Consuming culture in the era of streaming services
The explosion of services such as Netflix, Spotify, Disney+, Apple Music, Amazon Prime and YouTube allows access to content at the click of a button. It also has turned the norms surrounding cultural consumption upside down.
David Arditi, associate professor of sociology at The University of Texas at Arlington whose research focuses on the intersection of culture and technology, wondered how this shift to an unending supply of content affected the way we consume our favorite shows, blockbuster movies and new albums.
In his new book, Streaming Culture: Subscription Platforms and the Unending Consumption of Culture, Arditi explores the complex and ever-evolving relationship that exists between culture and technology.
“The way we consume culture and how we think about our culture is being impacted by streaming culture,” Arditi said. “Anyone can read this book. You don’t have to be a sociology scholar.”
Loaded with examples that will speak to every type of media consumer, Arditi’s book outlines the extensive impact of streaming services to help readers understand modern digital society and learn more about the fundamentally changing structure of capitalism.

» Given data:
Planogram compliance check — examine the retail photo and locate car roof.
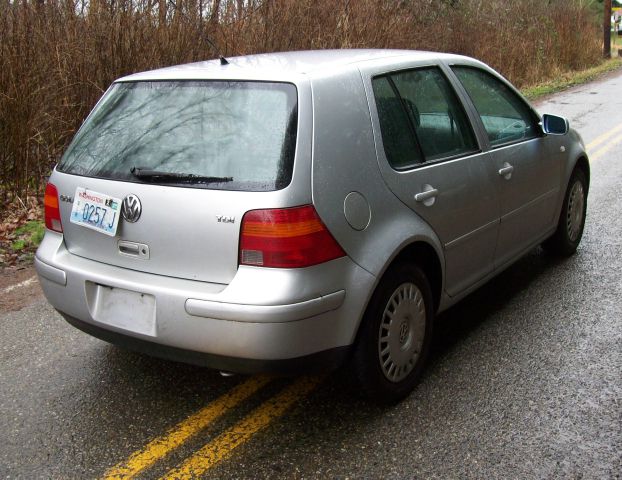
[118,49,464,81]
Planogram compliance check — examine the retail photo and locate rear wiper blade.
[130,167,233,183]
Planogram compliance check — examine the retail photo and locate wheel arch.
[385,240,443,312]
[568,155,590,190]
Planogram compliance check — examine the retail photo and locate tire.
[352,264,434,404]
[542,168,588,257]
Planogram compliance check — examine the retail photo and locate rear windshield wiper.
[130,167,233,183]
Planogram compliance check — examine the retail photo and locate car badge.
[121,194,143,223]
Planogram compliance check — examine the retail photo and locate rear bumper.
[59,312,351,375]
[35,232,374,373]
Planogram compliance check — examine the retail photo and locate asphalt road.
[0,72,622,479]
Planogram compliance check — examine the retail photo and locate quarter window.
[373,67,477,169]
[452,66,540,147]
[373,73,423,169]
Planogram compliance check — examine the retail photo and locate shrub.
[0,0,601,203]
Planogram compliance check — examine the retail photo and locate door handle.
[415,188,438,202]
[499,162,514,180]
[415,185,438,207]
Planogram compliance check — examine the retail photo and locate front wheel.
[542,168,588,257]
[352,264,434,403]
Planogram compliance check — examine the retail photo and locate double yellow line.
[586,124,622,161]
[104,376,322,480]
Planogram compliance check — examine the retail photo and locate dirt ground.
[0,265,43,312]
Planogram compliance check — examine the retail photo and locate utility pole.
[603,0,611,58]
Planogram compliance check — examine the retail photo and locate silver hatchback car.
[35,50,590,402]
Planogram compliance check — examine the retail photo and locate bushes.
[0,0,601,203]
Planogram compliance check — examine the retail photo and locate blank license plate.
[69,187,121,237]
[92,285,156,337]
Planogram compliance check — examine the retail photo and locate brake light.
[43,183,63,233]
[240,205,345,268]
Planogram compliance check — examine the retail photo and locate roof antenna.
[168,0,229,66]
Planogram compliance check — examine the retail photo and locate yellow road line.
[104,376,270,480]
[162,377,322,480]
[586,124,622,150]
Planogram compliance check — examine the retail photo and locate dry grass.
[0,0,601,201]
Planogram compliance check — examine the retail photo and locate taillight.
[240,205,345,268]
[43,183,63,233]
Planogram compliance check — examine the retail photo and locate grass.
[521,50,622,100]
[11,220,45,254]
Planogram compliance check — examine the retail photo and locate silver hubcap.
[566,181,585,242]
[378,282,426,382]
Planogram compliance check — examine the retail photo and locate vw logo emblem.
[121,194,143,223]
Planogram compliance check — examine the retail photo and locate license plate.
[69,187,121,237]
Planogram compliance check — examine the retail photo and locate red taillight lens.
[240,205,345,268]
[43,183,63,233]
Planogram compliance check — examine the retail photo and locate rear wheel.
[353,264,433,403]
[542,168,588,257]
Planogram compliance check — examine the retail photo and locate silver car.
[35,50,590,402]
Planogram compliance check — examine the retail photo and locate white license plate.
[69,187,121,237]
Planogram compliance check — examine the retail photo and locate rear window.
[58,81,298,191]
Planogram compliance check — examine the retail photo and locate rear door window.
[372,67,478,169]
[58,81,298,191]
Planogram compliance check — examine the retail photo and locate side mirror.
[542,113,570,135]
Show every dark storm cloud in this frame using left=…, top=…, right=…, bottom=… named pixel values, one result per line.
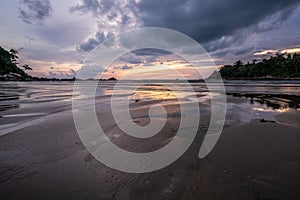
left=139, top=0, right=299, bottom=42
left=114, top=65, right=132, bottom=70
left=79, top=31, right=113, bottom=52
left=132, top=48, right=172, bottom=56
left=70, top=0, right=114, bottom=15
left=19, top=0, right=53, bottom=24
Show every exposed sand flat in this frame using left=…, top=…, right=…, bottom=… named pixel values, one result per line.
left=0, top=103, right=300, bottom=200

...

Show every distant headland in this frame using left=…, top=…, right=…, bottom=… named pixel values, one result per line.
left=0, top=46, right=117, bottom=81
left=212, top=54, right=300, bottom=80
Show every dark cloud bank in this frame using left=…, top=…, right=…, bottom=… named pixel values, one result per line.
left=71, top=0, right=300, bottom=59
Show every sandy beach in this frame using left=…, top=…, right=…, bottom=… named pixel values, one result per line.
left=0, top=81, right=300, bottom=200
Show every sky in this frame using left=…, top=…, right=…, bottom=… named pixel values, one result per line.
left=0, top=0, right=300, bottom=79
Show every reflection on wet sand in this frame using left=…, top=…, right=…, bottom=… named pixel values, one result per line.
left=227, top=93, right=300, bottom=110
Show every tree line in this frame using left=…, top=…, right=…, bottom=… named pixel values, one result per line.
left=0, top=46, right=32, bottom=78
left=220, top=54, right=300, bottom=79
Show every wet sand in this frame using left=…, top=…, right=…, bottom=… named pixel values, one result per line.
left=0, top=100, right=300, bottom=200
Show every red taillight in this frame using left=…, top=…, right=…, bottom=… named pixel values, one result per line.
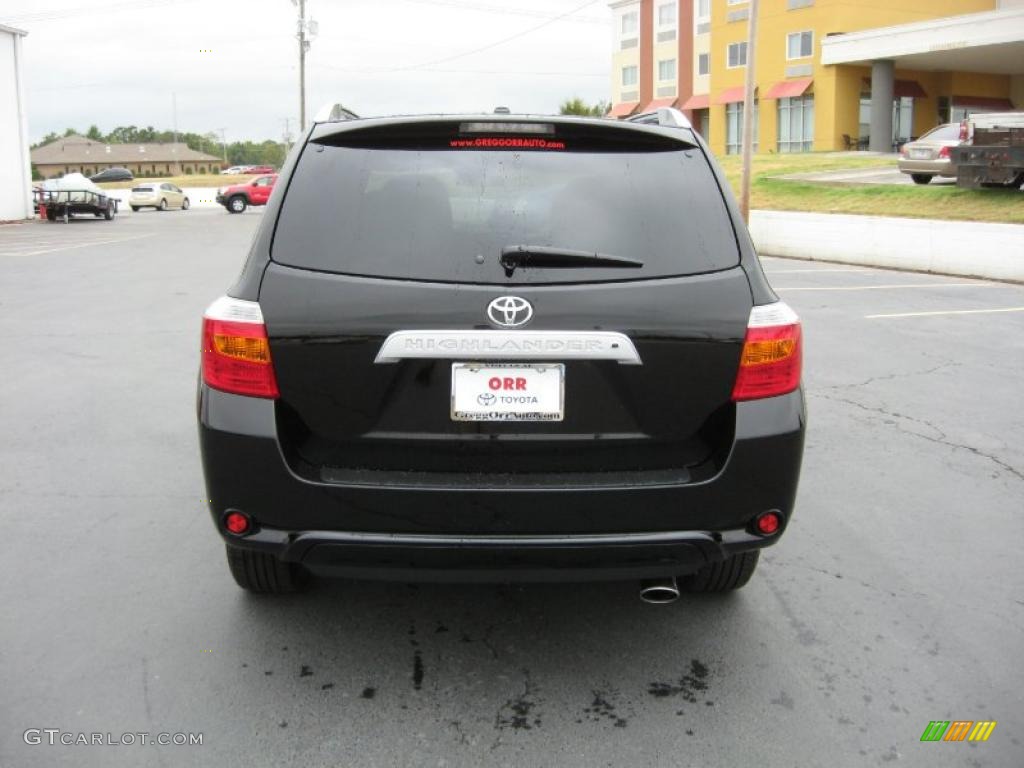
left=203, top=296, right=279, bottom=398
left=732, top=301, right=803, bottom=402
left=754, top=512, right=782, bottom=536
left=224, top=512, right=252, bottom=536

» Problems and tasks:
1. Quote the passage on streaming culture from "In his new book, Streaming" up to and including "structure of capitalism.".
2. Write the next part of the passage on streaming culture, picking up after its final sentence.
The rows have no connection to the passage on streaming culture.

» Results for each task:
1.
In his new book, Streaming Culture: Subscription Platforms and the Unending Consumption of Culture, Arditi explores the complex and ever-evolving relationship that exists between culture and technology.
“The way we consume culture and how we think about our culture is being impacted by streaming culture,” Arditi said. “Anyone can read this book. You don’t have to be a sociology scholar.”
Loaded with examples that will speak to every type of media consumer, Arditi’s book outlines the extensive impact of streaming services to help readers understand modern digital society and learn more about the fundamentally changing structure of capitalism.

2.
Arditi said he began working on the book before the COVID-19 pandemic but wrote the majority of it over the spring and summer of 2020 when lockdown was in full effect.
“During the pandemic, it got me thinking about the way we experience moments and how that experience has changed since television first came out and only three channels existed,” he said. “Culture is the process by which we as people make symbolic meaning out of everyday things. So the experience during that time when everyone was only consuming one of three TV channels is drastically different than this unending consumption of culture that we have available to us now. The cultural world is at our fingertips.”
Streaming Culture: Subscription Platforms and the Unending Consumption of Culture is available through Emerald Books, Amazon and Barnes and Noble.